> Material to process
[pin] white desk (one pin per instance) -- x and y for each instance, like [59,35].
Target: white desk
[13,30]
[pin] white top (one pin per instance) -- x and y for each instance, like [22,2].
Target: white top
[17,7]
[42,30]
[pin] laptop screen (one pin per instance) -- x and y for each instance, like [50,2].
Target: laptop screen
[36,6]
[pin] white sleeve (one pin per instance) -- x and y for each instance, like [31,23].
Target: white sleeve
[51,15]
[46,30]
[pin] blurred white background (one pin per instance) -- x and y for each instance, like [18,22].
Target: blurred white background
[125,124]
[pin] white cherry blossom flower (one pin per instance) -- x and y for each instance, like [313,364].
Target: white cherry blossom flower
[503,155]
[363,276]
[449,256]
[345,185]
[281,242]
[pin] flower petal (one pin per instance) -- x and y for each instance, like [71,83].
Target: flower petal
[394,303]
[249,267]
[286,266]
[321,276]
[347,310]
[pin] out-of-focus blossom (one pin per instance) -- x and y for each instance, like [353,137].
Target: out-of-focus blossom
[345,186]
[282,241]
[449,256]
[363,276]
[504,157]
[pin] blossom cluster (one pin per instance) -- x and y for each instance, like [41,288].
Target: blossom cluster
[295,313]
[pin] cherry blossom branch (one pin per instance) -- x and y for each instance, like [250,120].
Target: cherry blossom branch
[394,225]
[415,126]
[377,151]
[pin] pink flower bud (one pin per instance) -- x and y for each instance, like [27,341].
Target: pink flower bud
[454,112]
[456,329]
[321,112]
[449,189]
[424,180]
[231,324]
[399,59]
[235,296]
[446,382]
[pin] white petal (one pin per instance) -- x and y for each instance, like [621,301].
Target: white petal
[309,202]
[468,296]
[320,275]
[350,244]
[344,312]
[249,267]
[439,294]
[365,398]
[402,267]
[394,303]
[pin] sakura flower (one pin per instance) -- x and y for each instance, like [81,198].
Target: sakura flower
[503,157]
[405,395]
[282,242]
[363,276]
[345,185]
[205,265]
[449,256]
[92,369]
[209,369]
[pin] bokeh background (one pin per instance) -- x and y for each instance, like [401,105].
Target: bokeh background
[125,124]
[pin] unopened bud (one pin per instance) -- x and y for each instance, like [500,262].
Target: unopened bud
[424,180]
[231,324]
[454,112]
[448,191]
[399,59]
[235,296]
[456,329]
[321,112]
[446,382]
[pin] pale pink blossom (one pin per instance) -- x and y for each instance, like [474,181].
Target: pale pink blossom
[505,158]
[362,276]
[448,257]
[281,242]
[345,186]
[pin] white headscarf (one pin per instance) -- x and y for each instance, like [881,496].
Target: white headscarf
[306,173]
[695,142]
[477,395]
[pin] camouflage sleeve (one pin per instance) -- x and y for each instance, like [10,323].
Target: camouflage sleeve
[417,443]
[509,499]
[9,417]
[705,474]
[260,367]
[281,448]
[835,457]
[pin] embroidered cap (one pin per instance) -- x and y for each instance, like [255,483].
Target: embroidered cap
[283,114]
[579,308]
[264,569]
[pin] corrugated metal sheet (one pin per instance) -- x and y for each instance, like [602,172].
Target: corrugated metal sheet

> Given task
Extract the closing run of lines, starting with the one containing "[pin] pale pink" and ending at the last, exactly as written.

> Result
[pin] pale pink blossom (one pin per instance) -- x and y for each instance, like [474,181].
Target: pale pink blossom
[505,158]
[362,276]
[448,257]
[281,242]
[345,186]
[pin] white headscarf (one pin per instance) -- x and y for each instance, like [881,496].
Target: white headscarf
[306,173]
[695,142]
[477,395]
[pin] camouflage sleeve (one pin per instance) -- x and y for each instance, like [10,323].
Target: camouflage sleeve
[417,443]
[509,499]
[9,417]
[705,474]
[260,367]
[281,448]
[835,457]
[pin] embroidered cap (one pin per instance) -- x and y for each instance, like [255,483].
Target: embroidered cap
[283,114]
[579,308]
[264,569]
[pin] corrugated metal sheet (one pin per instance) -- x and y for each instance, like [602,172].
Target: corrugated metal sheet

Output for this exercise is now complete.